Listed entries —
>>>
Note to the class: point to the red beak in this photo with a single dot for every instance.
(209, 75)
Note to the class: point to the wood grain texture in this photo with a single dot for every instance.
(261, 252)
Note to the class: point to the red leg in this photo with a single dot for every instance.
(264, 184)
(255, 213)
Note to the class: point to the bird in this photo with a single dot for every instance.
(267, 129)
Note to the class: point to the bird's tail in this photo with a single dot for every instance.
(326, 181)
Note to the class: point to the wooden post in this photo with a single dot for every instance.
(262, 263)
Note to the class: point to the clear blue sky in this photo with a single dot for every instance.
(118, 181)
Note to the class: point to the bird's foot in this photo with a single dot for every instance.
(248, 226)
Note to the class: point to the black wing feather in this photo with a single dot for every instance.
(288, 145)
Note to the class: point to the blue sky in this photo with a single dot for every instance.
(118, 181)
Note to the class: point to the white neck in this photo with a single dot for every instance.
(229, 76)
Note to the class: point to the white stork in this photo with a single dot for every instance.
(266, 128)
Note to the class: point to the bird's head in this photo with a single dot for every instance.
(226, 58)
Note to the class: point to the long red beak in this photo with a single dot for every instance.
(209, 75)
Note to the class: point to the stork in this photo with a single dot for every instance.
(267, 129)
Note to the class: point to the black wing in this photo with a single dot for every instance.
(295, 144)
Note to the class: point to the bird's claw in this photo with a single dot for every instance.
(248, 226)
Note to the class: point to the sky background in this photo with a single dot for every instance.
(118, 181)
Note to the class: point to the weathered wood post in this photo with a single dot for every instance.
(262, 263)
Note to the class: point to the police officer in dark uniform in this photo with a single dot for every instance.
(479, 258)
<<<
>>>
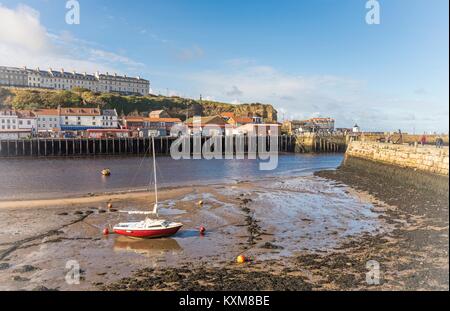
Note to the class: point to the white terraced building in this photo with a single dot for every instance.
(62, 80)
<<<
Exercise task —
Report each line from the rows above that contains the word "beak", copying every such line in full.

Response for this exercise —
Note to the class: point to the red beak in this photo with a single dot for every instance.
Note to the class: point to the long red beak in this photo with a single dot for every instance.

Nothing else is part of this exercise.